Изучите материал:
a) Сколько времени, по отрывку о Торквемаде, было отпущено на выезд из страны?
b) Назовите все места в городах, поселках и деревушках, где, согласно отрывку о Торквемаде, пестрели черно-белые одежды доминиканцев.
c) Перепишите из отрывка о Торквемаде без изменений фрагмент от «Но Торквемада в» до «сохранят свое имущество.».

Выбранный отрывок:
::::::::::

Но Торквемада в своем великом усердии этим не удовлетворился. В конечном итоге главной его целью было не изгнание иудеев, а их обращение в христианскую веру и полное уничтожение их вероучения. Эдикт монархов об изгнании являлся лишь средством достижения этой цели.

Именно на эту массовую кампанию по обращению направил он орды доминиканцев. Заручившись санкцией короля, Великий инквизитор издал указ, в котором призывал израильтян принять крещение и подкреплял свое воззвание обещанием: принявшие крещение в течение трех месяцев, отпущенных на выезд из страны, получат право остаться и сохранят свое имущество.

В каждом городе, в каждом поселке, в каждой захудалой деревушке в церквах, на торговых площадях и на перекрестках улиц пестрели черно-белые одежды доминиканцев, неутомимо исторгающих увещевания и доводы в адрес всякого повстречавшегося иудея, убеждая принять крещение, дабы сохранить благополучие и процветание в мире земном и обеспечить спасение души в мире ином. Охваченные фанатичным рвением проповедники заходили в синагоги и твердили свои призывы даже в иудейских храмах, стремясь привести заблудших в лоно христианства. В Сеговии, когда пробил час депортации, иудеи провели три дня на своем кладбище, оплакивая могилы предков, которые они вынуждены были покинуть. Доминиканцы не постеснялись нарушить церемонию горестного прощания, прославляя благо крещения перед скорбным этим собранием.

Но лишь пренебрежение было ответом на все их проповеди. Если, с одной стороны, собратья Торквемады воспевали христианство, пытаясь теоретическими доводами и посулами материальных выгод склонить иудеев к принятию крещения, то, с другой стороны, раввины прикладывали не менее энергичные усилия, чтобы укрепить в израильтянах стойкость веры в своего бога. Они стремились помочь им устоять перед соблазном предложенных благ и убедить, что как однажды бог избавил их от плена египетского и привел в землю обетованную, так и при исходе из Испании он поможет детям своим, если они не опорочат честь и не поддадутся мирским искушениям.

::::::::::

(Собранные записи данных)
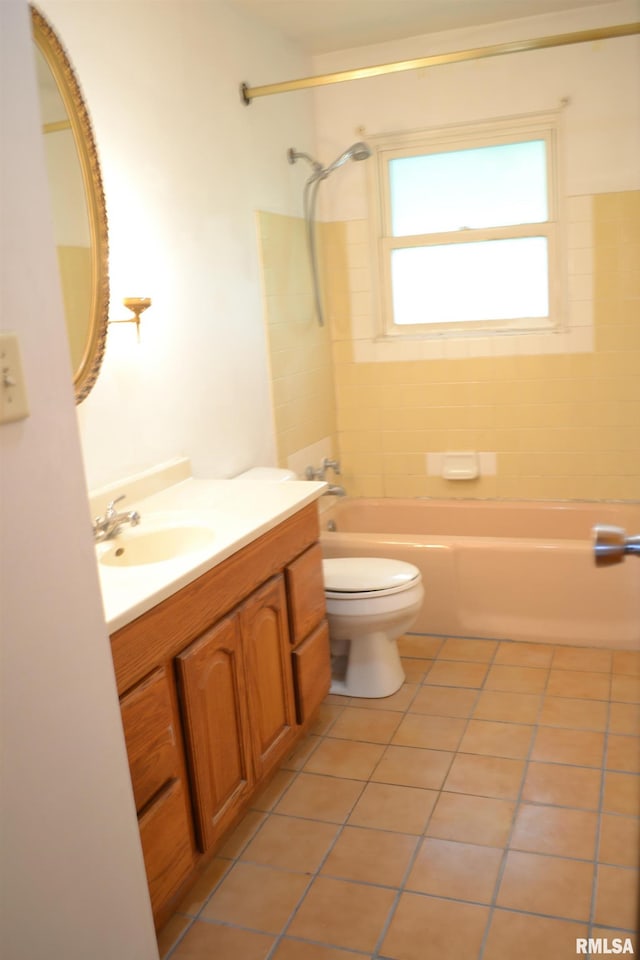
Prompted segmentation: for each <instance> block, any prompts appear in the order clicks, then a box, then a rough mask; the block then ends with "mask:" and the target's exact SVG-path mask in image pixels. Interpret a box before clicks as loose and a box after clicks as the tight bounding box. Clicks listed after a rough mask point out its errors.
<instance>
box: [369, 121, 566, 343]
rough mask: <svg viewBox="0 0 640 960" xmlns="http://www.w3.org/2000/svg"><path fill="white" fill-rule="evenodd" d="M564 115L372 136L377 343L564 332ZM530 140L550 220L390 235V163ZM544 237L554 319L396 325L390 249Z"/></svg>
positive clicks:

::::::::::

Ответы:
a) Три месяца.

b) Церкви, торговые площади, перекрестки улиц.

c)
Но Торквемада в своем великом усердии этим не удовлетворился. В конечном итоге главной его целью было не изгнание иудеев, а их обращение в христианскую веру и полное уничтожение их вероучения. Эдикт монархов об изгнании являлся лишь средством достижения этой цели.

Именно на эту массовую кампанию по обращению направил он орды доминиканцев. Заручившись санкцией короля, Великий инквизитор издал указ, в котором призывал израильтян принять крещение и подкреплял свое воззвание обещанием: принявшие крещение в течение трех месяцев, отпущенных на выезд из страны, получат право остаться и сохранят свое имущество.